(Items from a labeling collection)
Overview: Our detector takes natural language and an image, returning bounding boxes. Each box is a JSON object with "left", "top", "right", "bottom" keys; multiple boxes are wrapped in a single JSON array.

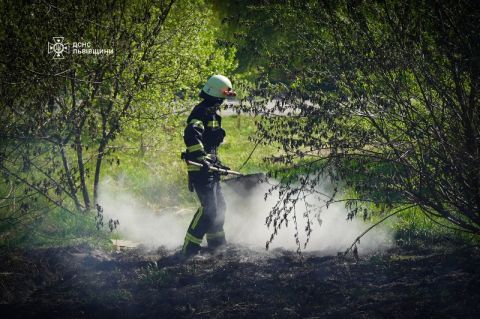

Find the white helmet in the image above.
[{"left": 202, "top": 74, "right": 237, "bottom": 99}]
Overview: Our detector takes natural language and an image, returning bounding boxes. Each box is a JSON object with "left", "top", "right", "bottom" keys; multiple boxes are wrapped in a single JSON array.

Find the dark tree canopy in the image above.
[{"left": 228, "top": 1, "right": 480, "bottom": 248}]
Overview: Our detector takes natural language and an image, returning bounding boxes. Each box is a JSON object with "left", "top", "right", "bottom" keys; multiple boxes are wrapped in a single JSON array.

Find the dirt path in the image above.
[{"left": 0, "top": 245, "right": 480, "bottom": 318}]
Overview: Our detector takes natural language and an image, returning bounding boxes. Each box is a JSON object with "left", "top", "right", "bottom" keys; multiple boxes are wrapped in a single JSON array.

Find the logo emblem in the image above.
[{"left": 48, "top": 37, "right": 70, "bottom": 59}]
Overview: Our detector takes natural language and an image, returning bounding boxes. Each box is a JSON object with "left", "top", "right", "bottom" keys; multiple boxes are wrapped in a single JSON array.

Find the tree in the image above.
[
  {"left": 0, "top": 0, "right": 233, "bottom": 230},
  {"left": 229, "top": 1, "right": 480, "bottom": 249}
]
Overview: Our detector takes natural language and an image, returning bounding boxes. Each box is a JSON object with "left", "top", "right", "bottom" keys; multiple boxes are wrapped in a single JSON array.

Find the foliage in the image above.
[
  {"left": 228, "top": 0, "right": 480, "bottom": 248},
  {"left": 0, "top": 0, "right": 235, "bottom": 240}
]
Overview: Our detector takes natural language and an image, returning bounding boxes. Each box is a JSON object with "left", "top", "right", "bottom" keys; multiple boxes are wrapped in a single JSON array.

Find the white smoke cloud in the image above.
[{"left": 99, "top": 179, "right": 392, "bottom": 255}]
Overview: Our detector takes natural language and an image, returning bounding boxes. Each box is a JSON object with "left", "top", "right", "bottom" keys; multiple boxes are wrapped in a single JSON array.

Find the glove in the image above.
[
  {"left": 218, "top": 164, "right": 231, "bottom": 171},
  {"left": 200, "top": 160, "right": 211, "bottom": 173},
  {"left": 216, "top": 163, "right": 230, "bottom": 175}
]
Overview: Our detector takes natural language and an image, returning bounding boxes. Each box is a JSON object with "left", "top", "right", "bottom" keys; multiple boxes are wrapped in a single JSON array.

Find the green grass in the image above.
[{"left": 103, "top": 116, "right": 278, "bottom": 208}]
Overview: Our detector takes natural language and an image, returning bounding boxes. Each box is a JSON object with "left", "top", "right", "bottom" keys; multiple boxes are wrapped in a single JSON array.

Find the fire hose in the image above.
[{"left": 186, "top": 161, "right": 243, "bottom": 176}]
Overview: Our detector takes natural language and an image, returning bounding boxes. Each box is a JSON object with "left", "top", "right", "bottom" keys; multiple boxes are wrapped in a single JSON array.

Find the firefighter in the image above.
[{"left": 182, "top": 75, "right": 236, "bottom": 257}]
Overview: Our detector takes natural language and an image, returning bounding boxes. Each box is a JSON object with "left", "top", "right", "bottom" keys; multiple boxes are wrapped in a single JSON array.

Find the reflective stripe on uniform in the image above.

_Exercise objective:_
Which lines contain the word "white"? Identify each one and copy it in full.

_Exercise response:_
Find the white helmet in the image above.
Find the white smoke cloud in the image above.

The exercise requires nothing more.